# Extracted material:
═══
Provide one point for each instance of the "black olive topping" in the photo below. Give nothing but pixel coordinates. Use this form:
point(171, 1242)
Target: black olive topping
═══
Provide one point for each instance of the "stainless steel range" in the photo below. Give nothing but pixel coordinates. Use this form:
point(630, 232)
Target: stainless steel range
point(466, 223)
═══
# Task to carry out:
Return every line above that contains the word "coordinates".

# Result below:
Provide one point for each instance of the "black olive topping" in the photo below. Give nothing but pixel coordinates. Use this form:
Provide one point for each instance of the "stainless steel range" in the photo below. Give nothing but pixel coordinates. Use this form:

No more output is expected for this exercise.